▶ **Aim**:
Answer these from the Edinburgh restaurant thread:
1. How often does Eazy drive to Edinburgh?
2. What occasion took chris l to the restaurant in the first link posted?
3. Instead of a main meal, what do diners order at the second place chris l recommends?

--- START Source document ---

# Eating out in Edinburgh



## Eazy (Jun 16, 2007)

hey folks my gf moved to edinburgh not long ago n iv been driving down to see her every week, question is we dont know any good restaurants about so any recommendations will b appreciated. also do anyone know any good indian takeaways or chippies,always like a wee midnight snack:thumb:

cheers

Eric


----------



## chris l (Mar 5, 2007)

where about in Edinburgh is she staying? 
We went here for valentines day last year and it was really nice http://www.petitparis-restaurant.co.uk/
you should try it out.


----------



## chris l (Mar 5, 2007)

We also went here for my girlfriends 21st it was really good. you dont get a main meal as such but you order 3 or 4 starters or however many you want. lets you try alot of different things.

http://www.internationalstarters.co.uk/edinburgh1.html

ill probably think of more and ill stick them up.


----------



## Eazy (Jun 16, 2007)

--- END Source document ---
--- START Supplied material ---

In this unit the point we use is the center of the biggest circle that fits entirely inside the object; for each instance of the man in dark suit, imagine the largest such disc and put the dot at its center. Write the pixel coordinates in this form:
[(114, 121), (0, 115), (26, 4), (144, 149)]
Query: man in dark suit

--- END Supplied material ---

▶ **Solution for this problem**:
1. Every week.
2. Valentine's Day.
3. Starters, three or four or however many they want.